**STUDY TEXT**
________________________
I loved learning programming and writing code as a student.

The nuts and bolts stuff. The learning curves.

There was a thrill in unlocking a new feature, a new language, a new library, in building a thing.

I was thinking about re-capturing some of that.

One idea I had was to write a series of mini-books on programming, e.g. 6"x9" books, with about 100 pages.

There are many ways this could go, but I was thinking of selecting 5-10 languages and writing an jump-start for each.

It would be an excuse to brush up on each language and attempt to unify a pedagogical method for programming-jump-start across the languages.

What languages?

Perhaps those I’ve used the most over the years/those that remain the most popular:

  • C
  • C++
  • Java
  • C#
  • Fortran
  • Python
  • Ruby
  • PHP
  • Javascript
  • Go
  • Rust

Hmmm, just listing it out makes this project sound more fun.

Although the books would be written for an audience (e.g. someone who can program, just not in the target language), I’d be writing them for myself, not for profit. Meaning, sold at cost, code+tutorials free on a website, etc.
________________________
**Saved entries**
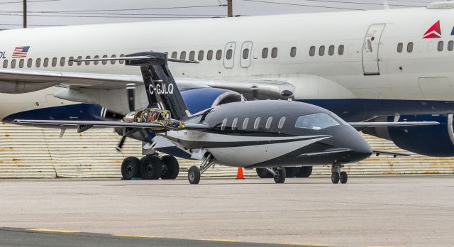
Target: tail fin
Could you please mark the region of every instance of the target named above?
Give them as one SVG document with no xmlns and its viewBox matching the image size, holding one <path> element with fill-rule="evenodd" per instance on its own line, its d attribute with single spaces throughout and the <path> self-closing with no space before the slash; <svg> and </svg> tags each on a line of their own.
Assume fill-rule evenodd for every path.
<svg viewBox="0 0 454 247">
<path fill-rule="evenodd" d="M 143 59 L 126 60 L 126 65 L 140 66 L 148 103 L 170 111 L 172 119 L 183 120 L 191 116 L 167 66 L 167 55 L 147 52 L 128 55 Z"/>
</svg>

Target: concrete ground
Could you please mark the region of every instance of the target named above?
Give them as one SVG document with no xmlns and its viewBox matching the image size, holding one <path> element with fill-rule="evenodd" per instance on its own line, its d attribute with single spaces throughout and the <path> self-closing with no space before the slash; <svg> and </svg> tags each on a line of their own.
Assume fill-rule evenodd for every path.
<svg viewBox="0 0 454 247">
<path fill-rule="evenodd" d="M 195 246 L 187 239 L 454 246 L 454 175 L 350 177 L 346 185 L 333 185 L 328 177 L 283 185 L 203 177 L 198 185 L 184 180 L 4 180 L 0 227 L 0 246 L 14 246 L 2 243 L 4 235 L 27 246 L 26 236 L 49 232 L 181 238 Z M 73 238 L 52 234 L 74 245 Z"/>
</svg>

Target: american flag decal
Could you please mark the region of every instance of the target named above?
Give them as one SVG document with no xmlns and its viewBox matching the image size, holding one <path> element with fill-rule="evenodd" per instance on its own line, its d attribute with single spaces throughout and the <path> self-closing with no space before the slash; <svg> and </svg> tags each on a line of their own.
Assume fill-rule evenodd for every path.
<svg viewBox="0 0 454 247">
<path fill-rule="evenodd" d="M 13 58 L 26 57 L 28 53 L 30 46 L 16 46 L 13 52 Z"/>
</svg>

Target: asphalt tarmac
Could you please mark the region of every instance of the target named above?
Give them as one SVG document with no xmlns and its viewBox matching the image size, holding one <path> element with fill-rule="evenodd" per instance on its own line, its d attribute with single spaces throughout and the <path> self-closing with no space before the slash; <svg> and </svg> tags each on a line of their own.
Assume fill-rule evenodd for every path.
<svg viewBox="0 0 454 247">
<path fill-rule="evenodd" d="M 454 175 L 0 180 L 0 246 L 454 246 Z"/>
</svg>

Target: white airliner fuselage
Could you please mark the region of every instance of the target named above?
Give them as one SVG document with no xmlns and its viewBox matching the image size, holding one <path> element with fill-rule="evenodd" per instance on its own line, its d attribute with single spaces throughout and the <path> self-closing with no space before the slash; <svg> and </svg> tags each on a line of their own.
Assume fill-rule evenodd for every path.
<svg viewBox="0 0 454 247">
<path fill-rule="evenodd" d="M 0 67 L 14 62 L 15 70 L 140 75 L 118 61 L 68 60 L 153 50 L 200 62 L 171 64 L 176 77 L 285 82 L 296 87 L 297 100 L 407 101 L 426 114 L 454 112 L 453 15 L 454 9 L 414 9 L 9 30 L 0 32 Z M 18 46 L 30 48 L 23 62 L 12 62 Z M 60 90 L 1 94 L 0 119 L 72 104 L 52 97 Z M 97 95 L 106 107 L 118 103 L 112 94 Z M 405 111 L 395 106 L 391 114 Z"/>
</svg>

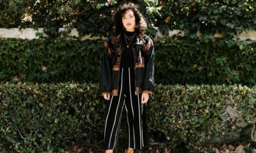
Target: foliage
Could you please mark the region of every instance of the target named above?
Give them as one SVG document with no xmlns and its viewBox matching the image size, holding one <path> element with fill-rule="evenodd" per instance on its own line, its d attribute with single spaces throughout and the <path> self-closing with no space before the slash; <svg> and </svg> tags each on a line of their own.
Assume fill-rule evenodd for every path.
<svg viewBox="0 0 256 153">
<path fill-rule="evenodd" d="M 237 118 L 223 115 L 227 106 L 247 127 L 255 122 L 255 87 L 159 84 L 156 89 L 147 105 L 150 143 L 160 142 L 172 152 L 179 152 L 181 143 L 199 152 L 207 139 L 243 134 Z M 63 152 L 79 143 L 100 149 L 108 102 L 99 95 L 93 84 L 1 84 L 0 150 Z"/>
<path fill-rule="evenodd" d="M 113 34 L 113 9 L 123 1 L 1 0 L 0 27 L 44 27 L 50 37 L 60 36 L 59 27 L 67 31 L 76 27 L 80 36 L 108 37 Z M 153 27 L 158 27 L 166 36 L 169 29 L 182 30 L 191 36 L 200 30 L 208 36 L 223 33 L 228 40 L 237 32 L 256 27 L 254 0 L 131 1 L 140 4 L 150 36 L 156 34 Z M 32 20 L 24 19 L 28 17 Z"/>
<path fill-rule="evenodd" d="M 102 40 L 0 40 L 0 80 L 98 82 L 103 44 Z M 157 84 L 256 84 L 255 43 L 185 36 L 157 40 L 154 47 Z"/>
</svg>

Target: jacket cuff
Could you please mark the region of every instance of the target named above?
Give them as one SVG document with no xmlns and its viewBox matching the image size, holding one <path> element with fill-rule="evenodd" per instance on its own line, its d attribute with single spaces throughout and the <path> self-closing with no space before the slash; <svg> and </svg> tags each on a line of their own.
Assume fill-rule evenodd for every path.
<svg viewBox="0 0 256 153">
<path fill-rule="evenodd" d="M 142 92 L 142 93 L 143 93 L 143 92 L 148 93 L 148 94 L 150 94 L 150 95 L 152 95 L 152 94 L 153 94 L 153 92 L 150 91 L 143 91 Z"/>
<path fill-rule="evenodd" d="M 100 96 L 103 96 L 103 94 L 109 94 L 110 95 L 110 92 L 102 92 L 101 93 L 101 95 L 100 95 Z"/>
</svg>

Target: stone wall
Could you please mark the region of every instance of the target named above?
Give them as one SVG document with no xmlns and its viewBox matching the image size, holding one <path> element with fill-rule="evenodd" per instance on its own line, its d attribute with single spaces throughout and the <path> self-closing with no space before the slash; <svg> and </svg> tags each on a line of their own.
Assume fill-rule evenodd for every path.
________________________
**TASK DETAILS**
Pick up the post about writing programming mini-books right after its final sentence and keep it going in the same voice.

**ANSWER BOX**
WHY?

The world does not need another programming language jump-start book!!!

I know. I know. It’s for me. For fun. Journey, not destination. Hobby. Nostalgia.

The fun would be in building each book, remembering how to use the language, deciding what to include/exclude, developing instructive examples, all that.

It would not take that long, a book per month, max. Probably the main content could be done a week or two.

The real challenge would be NOT leaning on an LLM and instead, reading the language spec/API and thinking for myself :)

What’s the structure across the books?

Something like 10 sections of 10 pages (developed with gpt5.1, after some back and forth):


  1. Orientation / Overview: What the language is, why it exists, its design goals, paradigms, use cases, strengths, and tradeoffs.
  2. Syntax in 20 Minutes: A quick “phrasebook”: variables, types, operators, conditionals, loops, functions, modules, comments, basic I/O.
  3. Type System & Data Model: How the language thinks: primitives, composite types, mutability, static vs dynamic, value vs reference, memory model.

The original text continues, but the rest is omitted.